### DIRECTIVE:
Render the items as a numbered list, leaving out blank lines, from the very start of the items down through the line that contains "positive clicks: (253, 110)", both ends included.

════════════════

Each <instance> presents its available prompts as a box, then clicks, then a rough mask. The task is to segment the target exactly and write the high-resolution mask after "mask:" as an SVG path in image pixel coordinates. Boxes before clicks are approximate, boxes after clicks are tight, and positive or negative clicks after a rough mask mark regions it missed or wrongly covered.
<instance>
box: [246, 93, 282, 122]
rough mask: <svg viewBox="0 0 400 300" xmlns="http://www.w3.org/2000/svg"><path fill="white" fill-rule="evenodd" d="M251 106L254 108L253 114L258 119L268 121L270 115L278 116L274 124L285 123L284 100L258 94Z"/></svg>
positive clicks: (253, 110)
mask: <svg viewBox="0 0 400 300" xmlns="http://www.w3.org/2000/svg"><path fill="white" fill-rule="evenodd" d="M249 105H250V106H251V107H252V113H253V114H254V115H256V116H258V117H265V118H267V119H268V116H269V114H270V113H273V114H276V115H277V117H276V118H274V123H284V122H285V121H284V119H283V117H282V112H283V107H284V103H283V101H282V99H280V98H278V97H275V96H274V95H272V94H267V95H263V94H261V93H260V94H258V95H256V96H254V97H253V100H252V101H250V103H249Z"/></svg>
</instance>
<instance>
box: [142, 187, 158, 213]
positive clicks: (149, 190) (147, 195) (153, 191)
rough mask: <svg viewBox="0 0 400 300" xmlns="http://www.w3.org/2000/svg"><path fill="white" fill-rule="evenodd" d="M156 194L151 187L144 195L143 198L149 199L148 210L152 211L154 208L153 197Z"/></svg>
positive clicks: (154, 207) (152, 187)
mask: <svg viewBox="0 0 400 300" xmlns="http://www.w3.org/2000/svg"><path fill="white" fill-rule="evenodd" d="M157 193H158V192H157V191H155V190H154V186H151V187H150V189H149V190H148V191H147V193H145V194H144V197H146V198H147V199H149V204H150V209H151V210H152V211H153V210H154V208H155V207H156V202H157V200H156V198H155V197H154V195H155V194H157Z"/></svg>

════════════════

### ANSWER SECTION:
1. Each <instance> presents its available prompts as a box, then clicks, then a rough mask. The task is to segment the target exactly and write the high-resolution mask after "mask:" as an SVG path in image pixel coordinates. Boxes before clicks are approximate, boxes after clicks are tight, and positive or negative clicks after a rough mask mark regions it missed or wrongly covered.
2. <instance>
3. box: [246, 93, 282, 122]
4. rough mask: <svg viewBox="0 0 400 300" xmlns="http://www.w3.org/2000/svg"><path fill="white" fill-rule="evenodd" d="M251 106L254 108L253 114L258 119L268 121L270 115L278 116L274 124L285 123L284 100L258 94Z"/></svg>
5. positive clicks: (253, 110)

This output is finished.